══ DATA ENTRIES ══

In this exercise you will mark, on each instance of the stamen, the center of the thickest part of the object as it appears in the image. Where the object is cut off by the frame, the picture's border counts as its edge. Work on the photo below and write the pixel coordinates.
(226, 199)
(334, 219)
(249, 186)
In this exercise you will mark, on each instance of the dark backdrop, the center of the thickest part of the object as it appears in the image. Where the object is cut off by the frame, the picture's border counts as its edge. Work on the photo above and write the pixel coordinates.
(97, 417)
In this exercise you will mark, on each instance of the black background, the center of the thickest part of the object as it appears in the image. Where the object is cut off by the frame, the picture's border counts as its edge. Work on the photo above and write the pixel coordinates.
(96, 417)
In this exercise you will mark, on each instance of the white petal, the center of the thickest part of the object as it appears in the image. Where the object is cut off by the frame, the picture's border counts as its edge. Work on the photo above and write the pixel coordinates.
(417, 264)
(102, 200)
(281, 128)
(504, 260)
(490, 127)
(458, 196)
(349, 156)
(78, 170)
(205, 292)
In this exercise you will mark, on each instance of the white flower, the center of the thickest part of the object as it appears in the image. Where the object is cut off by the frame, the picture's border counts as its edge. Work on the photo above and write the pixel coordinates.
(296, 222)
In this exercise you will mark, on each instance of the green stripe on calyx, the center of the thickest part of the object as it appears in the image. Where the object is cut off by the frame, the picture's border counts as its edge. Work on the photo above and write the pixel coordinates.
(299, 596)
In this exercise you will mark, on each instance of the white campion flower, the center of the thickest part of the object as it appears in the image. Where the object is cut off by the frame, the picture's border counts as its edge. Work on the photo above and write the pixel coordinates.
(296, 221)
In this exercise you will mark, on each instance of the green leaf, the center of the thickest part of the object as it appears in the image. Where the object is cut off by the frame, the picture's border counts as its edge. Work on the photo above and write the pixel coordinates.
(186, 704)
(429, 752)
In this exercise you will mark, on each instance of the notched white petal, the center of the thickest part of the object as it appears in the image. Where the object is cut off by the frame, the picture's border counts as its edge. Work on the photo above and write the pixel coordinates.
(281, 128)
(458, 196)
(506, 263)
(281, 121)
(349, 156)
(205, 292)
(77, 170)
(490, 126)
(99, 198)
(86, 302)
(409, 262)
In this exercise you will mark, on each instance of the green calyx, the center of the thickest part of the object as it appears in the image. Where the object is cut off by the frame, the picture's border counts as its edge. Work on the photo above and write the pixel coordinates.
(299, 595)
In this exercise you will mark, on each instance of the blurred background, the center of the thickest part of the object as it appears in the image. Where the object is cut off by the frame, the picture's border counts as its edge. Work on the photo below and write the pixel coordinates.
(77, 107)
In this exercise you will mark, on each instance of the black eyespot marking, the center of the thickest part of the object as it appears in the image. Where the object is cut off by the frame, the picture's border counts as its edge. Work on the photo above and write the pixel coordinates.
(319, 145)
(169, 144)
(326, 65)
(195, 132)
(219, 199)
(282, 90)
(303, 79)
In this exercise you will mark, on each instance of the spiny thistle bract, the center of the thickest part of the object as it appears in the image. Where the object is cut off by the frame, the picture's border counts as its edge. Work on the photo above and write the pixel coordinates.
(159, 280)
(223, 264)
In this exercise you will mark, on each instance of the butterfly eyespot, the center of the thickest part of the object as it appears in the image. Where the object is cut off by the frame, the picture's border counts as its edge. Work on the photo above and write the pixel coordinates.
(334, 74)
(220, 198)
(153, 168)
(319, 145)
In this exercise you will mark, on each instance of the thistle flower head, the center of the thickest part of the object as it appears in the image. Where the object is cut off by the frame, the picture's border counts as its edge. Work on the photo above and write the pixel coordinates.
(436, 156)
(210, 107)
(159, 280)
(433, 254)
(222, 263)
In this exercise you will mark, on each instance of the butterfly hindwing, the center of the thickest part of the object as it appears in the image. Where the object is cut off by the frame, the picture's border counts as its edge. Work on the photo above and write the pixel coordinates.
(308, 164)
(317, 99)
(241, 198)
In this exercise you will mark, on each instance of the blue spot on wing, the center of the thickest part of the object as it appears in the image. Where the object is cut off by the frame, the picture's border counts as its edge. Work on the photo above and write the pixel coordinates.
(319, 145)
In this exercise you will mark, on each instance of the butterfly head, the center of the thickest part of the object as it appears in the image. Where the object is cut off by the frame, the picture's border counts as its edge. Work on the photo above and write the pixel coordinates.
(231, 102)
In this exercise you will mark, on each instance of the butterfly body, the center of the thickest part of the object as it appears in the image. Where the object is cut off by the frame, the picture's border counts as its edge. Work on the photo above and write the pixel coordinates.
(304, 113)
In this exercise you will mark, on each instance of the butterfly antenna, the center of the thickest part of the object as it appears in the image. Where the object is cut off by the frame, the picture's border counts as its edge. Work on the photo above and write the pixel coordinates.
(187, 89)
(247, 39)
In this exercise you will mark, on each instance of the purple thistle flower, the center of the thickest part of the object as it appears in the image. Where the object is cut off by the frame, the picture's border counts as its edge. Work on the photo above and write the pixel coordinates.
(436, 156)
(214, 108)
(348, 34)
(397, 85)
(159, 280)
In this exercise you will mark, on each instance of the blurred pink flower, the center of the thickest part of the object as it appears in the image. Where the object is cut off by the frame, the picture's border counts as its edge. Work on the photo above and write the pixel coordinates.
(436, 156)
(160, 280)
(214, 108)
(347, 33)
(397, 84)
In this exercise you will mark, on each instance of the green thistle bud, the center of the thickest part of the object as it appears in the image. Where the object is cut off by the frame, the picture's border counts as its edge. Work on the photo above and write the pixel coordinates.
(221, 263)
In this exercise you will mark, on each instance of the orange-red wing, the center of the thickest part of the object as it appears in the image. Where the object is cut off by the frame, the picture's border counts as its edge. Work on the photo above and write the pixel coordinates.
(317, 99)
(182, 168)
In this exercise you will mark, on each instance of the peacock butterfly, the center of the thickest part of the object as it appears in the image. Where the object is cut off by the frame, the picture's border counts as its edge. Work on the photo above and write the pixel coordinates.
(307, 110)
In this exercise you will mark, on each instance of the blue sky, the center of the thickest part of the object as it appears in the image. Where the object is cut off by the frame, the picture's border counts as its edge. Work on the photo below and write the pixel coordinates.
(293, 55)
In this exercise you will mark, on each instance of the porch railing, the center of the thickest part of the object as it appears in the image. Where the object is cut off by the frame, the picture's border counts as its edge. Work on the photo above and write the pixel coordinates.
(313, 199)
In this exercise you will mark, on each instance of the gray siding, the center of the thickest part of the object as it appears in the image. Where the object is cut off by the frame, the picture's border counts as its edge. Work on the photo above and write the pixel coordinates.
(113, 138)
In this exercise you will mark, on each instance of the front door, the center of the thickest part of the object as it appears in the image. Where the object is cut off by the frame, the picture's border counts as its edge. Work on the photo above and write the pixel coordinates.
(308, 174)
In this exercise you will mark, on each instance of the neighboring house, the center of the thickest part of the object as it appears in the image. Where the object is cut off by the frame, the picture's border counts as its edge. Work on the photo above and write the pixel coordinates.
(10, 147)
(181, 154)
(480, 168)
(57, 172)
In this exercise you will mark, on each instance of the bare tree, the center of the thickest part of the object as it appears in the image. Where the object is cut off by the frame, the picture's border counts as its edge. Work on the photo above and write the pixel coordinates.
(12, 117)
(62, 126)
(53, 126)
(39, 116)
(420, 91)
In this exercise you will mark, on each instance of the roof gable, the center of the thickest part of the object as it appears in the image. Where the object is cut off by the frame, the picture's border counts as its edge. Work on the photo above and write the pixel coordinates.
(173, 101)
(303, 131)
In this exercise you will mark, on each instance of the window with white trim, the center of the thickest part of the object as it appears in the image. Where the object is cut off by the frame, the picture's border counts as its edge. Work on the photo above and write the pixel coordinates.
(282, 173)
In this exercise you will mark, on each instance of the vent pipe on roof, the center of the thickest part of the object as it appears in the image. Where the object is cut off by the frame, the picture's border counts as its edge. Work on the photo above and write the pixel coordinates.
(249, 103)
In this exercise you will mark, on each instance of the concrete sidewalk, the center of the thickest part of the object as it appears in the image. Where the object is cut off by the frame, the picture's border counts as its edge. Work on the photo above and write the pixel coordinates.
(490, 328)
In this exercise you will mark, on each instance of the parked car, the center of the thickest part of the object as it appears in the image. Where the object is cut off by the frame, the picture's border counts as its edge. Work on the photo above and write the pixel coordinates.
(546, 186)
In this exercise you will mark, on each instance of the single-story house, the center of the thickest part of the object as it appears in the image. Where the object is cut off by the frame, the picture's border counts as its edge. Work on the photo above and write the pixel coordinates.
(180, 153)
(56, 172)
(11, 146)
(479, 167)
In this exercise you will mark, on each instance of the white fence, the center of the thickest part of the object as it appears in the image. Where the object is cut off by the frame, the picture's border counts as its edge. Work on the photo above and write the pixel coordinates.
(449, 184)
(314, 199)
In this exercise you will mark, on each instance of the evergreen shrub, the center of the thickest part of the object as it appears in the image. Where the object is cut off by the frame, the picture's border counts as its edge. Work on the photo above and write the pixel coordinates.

═══

**PROBLEM REQUIREMENTS**
Rewrite the lines of the material from the one containing "of the single-story" through the end of the material, inclusive, with "white fence" changed to "picket fence" and nothing else altered.

**WORKED SOLUTION**
In this exercise you will mark, on each instance of the single-story house, the center of the thickest part of the object as it appears in the image. Where the object is cut off by the frame, the picture's border counts as its edge. Work on the photo above and write the pixel coordinates.
(180, 153)
(56, 172)
(11, 146)
(479, 167)
In this exercise you will mark, on each instance of the picket fence, the center of the thickest part of the object as it appears in the image. Where the object is cut off by the frame, the picture's border counts as its edge. Work on the photo above and write the pixel coordinates.
(449, 184)
(314, 199)
In this exercise you will mark, on each instance of the evergreen shrub, the center of the thickest part of the object as it appears in the image. Where the object is cut off by the frame, the picture's border counts as its edge. Work on the photo above and write the pixel coordinates.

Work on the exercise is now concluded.